*Teks Bacaan*.
>>>

“Aku nggak balik ke Jakarta dulu, tunggu kalau ada panggilan kerja saja. Perusahaan lagi sepi proyek. Mau kerja serabutan dulu di sini sambil nunggu ada proyek”, kata tetangga sebelah rumah ketika saya tanya kapan balik ke Jakarta.
Dia sudah merantau ke Jakarta sejak 20 tahun yang lalu. Pekerjaan terakhirnya adalah tenaga ahli dari sebuah perusahaan yang bergerak di bidang instalasi plafon dan interior. Pada masa jayanya, perusahaannya sering mendapatkan proyek besar seperti pembangunan hotel, perkantoran, perumahan, hingga renovasi gedung-gedung milik pemerintah dan swasta. Tapi sejak 6 bulan terakhir ini dia mengaku perusahaannya hanya dapat beberapa proyek kecil. Sebagian pekerja bahkan sudah ada yang dirumahkan sementara dan diizinkan untuk menerima job dari luar perusahaan.
Di tempat lain, agen bus langganan saya bercerita, bahwa berdasarkan data pemesanan tiket online hingga H+5, banyak bus yang masih tersisa kursi kosong. Padahal tahun lalu, semua kursi hingga H+7 nyaris terisi semua. Hanya 1-2 bus yang masih ada kursi kosong, itupun tidak lebih dari 1 kursi per bus.
Pemudik 2025 Menurun Dibandingkan tahun 2024
Kedua cerita di atas seakan memperkuat bukti bahwa tahun ini jumlah pemudik memang menurun. Kondisi perekonomian di negeri ini ditengarai menjadi penyebab utamanya.
Melansir dari BBC.com, Kementerian Perhubungan (Kemenhub) menyebutkan jumlah pemudik turun 24,34% dari 193,6 juta orang tahun lalu menjadi 146,48 juta orang pada Lebaran tahun ini, menurut hasil survei Badan Kebijakan Transportasi Kementerian Perhubungan bersama sejumlah akademisi.
Meskipun tidak dipaparkan apa penyebabnya, tapi pengamat ekonomi menyebut lesunya daya beli masyarakat, masifnya pemutusan hubungan kerja, hingga pengurangan bantuan sosial menjadi faktor kuat pemicu fenomena "anomali" tersebut.
Masih mengutip dari BBC.com, Direktur Kebijakan Publik dari Center of Economic and Law Studies (Celios), Media Wahyudi Askar, memaparkan anjloknya jumlah pemudik pada musim Lebaran tahun ini dipengaruhi oleh beberapa hal.
Pertama, yang sangat kentara terlihat adalah lesunya daya beli masyarakat.
Ambruknya daya beli masyarakat sebetulnya sudah terasa sejak pertengahan tahun lalu. Kala itu, berdasarkan data BPS, Indonesia tercatat mengalami deflasi selama lima bulan berturut-turut sejak Mei hingga September 2024. Deflasi kembali berlanjut pada Februari lalu, atau satu bulan jelang Ramadan—masa di mana tingkat konsumsi masyarakat biasanya meningkat.
Lesunya daya beli ini tak lepas dari tingginya angka Pemutusan Hubungan Kerja (PHK) di berbagai sektor. Mulai dari industri manufaktur, teknologi, perbankan, pengolahan, jasa, hingga ritel.

<<<

*Data Hasil Ekstraksi*.

>>>

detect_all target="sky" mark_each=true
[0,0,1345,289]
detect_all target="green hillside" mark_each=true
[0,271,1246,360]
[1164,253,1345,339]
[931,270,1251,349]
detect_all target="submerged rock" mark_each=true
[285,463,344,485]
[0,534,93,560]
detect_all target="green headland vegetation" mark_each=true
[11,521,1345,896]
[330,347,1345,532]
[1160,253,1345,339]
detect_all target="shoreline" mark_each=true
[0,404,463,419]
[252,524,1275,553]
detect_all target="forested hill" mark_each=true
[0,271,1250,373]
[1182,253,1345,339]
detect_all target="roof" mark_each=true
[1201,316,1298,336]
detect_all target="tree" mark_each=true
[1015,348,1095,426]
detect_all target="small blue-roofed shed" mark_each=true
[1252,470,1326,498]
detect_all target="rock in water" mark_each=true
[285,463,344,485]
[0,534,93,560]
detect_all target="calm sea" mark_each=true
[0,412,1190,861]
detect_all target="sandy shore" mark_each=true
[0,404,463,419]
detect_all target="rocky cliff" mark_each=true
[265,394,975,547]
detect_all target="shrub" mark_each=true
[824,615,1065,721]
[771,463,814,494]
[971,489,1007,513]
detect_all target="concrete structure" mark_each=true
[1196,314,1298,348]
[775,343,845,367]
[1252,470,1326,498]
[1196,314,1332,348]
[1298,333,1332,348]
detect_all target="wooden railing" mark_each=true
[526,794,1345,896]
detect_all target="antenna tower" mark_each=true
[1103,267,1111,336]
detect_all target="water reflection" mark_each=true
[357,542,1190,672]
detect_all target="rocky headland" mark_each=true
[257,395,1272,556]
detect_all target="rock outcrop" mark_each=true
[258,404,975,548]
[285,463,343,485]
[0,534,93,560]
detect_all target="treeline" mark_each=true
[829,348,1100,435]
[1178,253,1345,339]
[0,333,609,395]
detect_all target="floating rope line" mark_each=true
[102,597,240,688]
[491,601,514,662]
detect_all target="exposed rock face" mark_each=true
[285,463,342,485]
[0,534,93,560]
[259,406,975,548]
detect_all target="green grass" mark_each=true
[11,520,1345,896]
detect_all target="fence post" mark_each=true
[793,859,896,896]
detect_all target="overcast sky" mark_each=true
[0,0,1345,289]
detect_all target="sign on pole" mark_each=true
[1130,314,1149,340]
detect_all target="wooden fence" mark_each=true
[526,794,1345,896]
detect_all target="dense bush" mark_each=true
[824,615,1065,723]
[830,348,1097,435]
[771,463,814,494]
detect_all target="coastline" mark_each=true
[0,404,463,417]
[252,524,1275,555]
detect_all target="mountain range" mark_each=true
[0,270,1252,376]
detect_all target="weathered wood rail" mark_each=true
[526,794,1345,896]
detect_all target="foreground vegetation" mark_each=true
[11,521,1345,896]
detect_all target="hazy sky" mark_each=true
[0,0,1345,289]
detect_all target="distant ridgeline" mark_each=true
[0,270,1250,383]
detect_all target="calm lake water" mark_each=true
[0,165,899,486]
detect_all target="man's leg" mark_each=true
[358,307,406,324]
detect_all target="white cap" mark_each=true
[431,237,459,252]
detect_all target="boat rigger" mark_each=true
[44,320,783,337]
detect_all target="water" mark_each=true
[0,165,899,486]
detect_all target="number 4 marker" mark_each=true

<<<

*Tugas yang Diminta*.
1. Tuliskan ulang tanpa perubahan bagian teks bacaan yang dimulai dari "Di tempat lain, agen" dan berakhir pada "bersama sejumlah akademisi.".
2. Berdasarkan teks bacaan, mengapa tetangga penulis belum kembali ke Jakarta? Jelaskan dalam satu sampai tiga kalimat.

*Jawaban per Tugas*.
1.
Di tempat lain, agen bus langganan saya bercerita, bahwa berdasarkan data pemesanan tiket online hingga H+5, banyak bus yang masih tersisa kursi kosong. Padahal tahun lalu, semua kursi hingga H+7 nyaris terisi semua. Hanya 1-2 bus yang masih ada kursi kosong, itupun tidak lebih dari 1 kursi per bus.
Pemudik 2025 Menurun Dibandingkan tahun 2024
Kedua cerita di atas seakan memperkuat bukti bahwa tahun ini jumlah pemudik memang menurun. Kondisi perekonomian di negeri ini ditengarai menjadi penyebab utamanya.
Melansir dari BBC.com, Kementerian Perhubungan (Kemenhub) menyebutkan jumlah pemudik turun 24,34% dari 193,6 juta orang tahun lalu menjadi 146,48 juta orang pada Lebaran tahun ini, menurut hasil survei Badan Kebijakan Transportasi Kementerian Perhubungan bersama sejumlah akademisi.

2. Tetangga itu belum kembali ke Jakarta karena perusahaan tempatnya bekerja sedang sepi proyek. Dalam enam bulan terakhir, perusahaan itu hanya mendapat beberapa proyek kecil. Karena itu, ia memilih menunggu panggilan kerja dan sementara itu bekerja serabutan.